• The problem: The answer is the full listing restated exactly, without any pictures.

-------- Given information

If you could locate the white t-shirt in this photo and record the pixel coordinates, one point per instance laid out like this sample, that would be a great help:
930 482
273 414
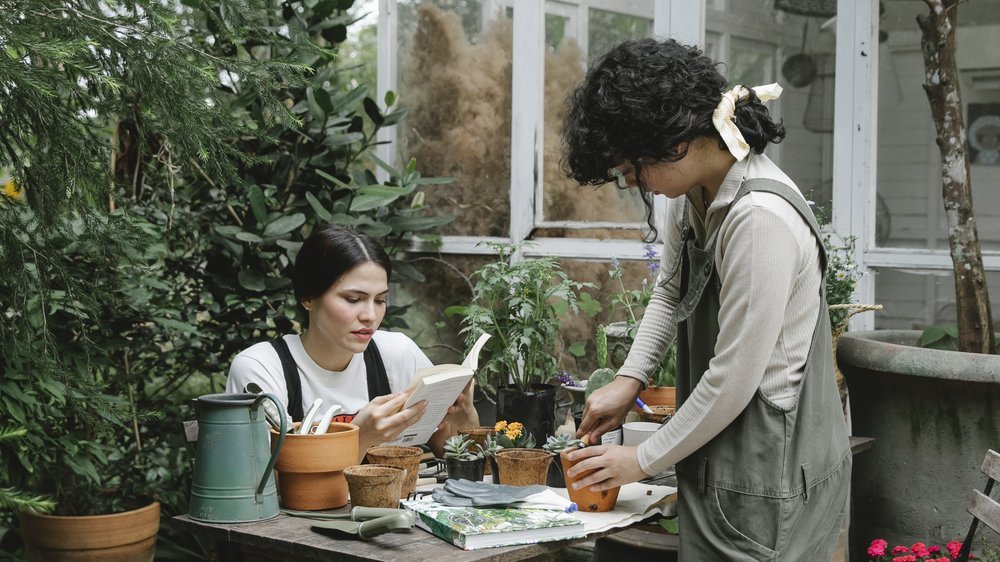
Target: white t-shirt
349 388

----------------

• Answer space:
If you could locate the white t-shirt in this photo and record the pixel coordinates, one point per instance laid out like this sample, that would be a great help:
930 482
273 414
Target: white t-shirt
349 388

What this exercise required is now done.